TASK DETAILS:
Edit the material below so that every "point out" becomes "mark", and keep everything else the same.

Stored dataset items
****************

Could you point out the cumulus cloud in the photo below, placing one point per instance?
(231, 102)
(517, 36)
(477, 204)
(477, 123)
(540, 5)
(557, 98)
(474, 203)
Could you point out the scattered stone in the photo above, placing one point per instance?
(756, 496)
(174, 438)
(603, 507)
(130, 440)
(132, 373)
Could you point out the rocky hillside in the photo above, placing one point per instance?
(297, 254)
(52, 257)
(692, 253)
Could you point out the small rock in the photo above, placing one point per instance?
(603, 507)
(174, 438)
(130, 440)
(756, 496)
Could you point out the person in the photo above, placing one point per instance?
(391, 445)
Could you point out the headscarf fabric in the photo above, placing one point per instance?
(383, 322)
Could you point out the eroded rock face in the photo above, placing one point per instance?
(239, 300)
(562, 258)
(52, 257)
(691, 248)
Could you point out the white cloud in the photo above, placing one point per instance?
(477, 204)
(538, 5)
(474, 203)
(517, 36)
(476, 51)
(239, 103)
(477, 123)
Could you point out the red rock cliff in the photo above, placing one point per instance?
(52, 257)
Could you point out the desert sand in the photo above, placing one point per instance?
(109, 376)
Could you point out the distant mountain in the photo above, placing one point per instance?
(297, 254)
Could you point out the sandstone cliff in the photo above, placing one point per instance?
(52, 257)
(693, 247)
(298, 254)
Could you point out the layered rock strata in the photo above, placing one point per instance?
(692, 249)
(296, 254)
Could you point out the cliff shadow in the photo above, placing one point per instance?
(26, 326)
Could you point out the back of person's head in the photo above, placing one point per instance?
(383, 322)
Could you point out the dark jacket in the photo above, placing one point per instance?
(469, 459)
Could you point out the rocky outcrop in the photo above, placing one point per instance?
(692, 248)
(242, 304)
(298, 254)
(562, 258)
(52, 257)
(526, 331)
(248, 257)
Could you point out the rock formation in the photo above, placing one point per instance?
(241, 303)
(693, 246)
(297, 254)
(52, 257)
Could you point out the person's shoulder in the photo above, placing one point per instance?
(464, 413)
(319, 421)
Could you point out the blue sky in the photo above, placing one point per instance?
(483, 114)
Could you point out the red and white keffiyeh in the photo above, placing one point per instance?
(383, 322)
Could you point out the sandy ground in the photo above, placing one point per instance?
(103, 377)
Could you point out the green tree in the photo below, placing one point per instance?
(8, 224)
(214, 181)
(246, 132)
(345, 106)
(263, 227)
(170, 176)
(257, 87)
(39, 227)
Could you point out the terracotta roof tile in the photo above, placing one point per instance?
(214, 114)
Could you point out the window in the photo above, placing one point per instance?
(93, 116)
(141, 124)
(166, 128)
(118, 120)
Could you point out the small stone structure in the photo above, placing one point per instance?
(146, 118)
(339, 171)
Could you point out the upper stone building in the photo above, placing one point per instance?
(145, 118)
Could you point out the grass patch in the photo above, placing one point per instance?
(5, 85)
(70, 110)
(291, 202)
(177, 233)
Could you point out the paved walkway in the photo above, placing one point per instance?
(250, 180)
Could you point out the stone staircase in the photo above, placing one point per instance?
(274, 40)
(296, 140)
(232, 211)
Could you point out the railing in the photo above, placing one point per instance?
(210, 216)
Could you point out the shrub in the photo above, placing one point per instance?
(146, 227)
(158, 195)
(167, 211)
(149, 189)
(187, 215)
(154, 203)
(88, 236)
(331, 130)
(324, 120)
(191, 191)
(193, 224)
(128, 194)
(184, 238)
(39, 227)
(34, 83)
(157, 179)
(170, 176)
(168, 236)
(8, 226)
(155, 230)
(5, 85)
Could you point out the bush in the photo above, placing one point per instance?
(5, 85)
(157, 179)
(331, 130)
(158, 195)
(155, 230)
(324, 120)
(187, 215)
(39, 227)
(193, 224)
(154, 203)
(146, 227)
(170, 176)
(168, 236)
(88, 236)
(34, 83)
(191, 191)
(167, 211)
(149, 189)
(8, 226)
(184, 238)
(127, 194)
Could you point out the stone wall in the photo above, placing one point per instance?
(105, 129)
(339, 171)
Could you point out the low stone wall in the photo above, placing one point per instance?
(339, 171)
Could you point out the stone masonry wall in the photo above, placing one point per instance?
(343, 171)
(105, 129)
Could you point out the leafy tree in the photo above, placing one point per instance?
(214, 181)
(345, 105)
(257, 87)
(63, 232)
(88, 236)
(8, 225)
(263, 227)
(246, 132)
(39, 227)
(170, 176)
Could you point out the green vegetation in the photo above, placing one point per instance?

****************

SOLUTION:
Could you mark the cumulus cloud in the photo below, placing one point per instance?
(231, 102)
(517, 36)
(477, 204)
(477, 123)
(540, 5)
(557, 98)
(474, 203)
Could you mark the scattered stone in the photo above, placing one point per instance?
(756, 496)
(174, 438)
(603, 507)
(130, 440)
(132, 373)
Could you mark the rocky hillside in the photo above, placing one point per instance?
(297, 254)
(52, 257)
(692, 253)
Could you mark the small rock in the photo above, placing one point per instance?
(603, 507)
(174, 438)
(130, 440)
(756, 496)
Could you mark the person in the photo above, placing one point per instance?
(391, 445)
Could you mark the headscarf fabric in the photo above, placing one point per instance?
(383, 322)
Could you mark the eroded rock face in the photo above, placing one point per instance?
(239, 300)
(562, 258)
(52, 257)
(691, 248)
Could you mark the white cloud in the photo above, placing one point per instance?
(477, 204)
(538, 5)
(474, 203)
(517, 36)
(476, 51)
(239, 103)
(477, 123)
Could you mark the red rock cliff in the photo above, placing one point per instance?
(52, 257)
Could you mark the desert sand in the photo above, placing one point per instance?
(109, 376)
Could you mark the distant mountain in the photo above, placing one point per instance?
(297, 254)
Could you mark the sandstone cliff in the photo above, placing one point per instance?
(52, 257)
(693, 247)
(298, 254)
Could you mark the layered rock strata in the photo above, placing one point per instance?
(692, 249)
(296, 254)
Could you mark the cliff shadow in the photo above, placing one point per instance?
(26, 326)
Could you mark the back of person's head in the photo above, placing one point per instance?
(383, 322)
Could you mark the dark jacket in the photo above, placing one point per instance?
(469, 459)
Could you mark the rocky outcrop in the photo above, placing one point per instance?
(692, 248)
(242, 304)
(298, 254)
(562, 258)
(52, 257)
(526, 331)
(248, 257)
Could you mark the rock formation in the photo above, placing one point per instance?
(241, 303)
(693, 246)
(297, 254)
(52, 257)
Could you mark the person's shoulder in the photo above, placing one point per instance?
(464, 413)
(319, 421)
Could you mark the blue sky in the photo above, placing one point per instance?
(483, 114)
Could you mark the red and white keffiyeh in the photo above, placing one point per instance?
(383, 322)
Could you mark the sandy ground in the photo above, placing one point per instance?
(103, 377)
Could you mark the green tree in the photo below, placing one point per instance?
(8, 224)
(214, 181)
(246, 132)
(345, 106)
(263, 227)
(170, 176)
(257, 87)
(39, 227)
Could you mark the terracotta roof tile in the photo above, placing one point per instance?
(214, 114)
Could you mark the window in the photo above, placing one point per instance?
(93, 116)
(141, 124)
(166, 128)
(118, 120)
Could you mark the small stone structure in the photo above, placing one point per instance?
(146, 118)
(339, 171)
Could you mark the upper stone building in the photo above, placing one point per instance?
(145, 118)
Could you mark the grass patch in the photo above, placing one point per instance?
(5, 85)
(70, 110)
(291, 202)
(177, 233)
Could you mark the paved walkway in the photo above, placing one point per instance?
(250, 180)
Could you mark the stone staircase in the photo above, placing one point per instance?
(274, 40)
(296, 140)
(232, 211)
Could you mark the railing in the photo above, placing one point per instance?
(210, 216)
Could you mark the shrub in the photo above, placing one point per instance?
(146, 227)
(158, 195)
(167, 211)
(149, 189)
(187, 215)
(154, 203)
(88, 236)
(331, 130)
(324, 120)
(191, 191)
(193, 224)
(128, 194)
(184, 238)
(39, 227)
(34, 83)
(157, 179)
(170, 176)
(168, 236)
(8, 226)
(155, 230)
(5, 85)
Could you mark the bush in the photo above, placing one point per instance?
(5, 85)
(157, 179)
(331, 130)
(158, 195)
(155, 230)
(324, 120)
(187, 215)
(39, 227)
(193, 224)
(154, 203)
(146, 227)
(170, 176)
(168, 236)
(88, 236)
(34, 83)
(191, 191)
(167, 211)
(149, 189)
(8, 226)
(184, 238)
(127, 194)
Could you mark the stone wall in the photo above, placing one point per instance?
(105, 129)
(339, 171)
Could you mark the low stone wall in the photo above, placing one point per instance?
(339, 171)
Could you mark the stone masonry wall in the photo above, placing one point per instance?
(343, 171)
(105, 129)
Could you mark the leafy tree in the photo above, placing one point per instance?
(214, 181)
(345, 105)
(257, 87)
(63, 232)
(88, 236)
(8, 225)
(263, 227)
(246, 132)
(39, 227)
(170, 176)
Could you mark the green vegetation in the photo above, placing one point per instance?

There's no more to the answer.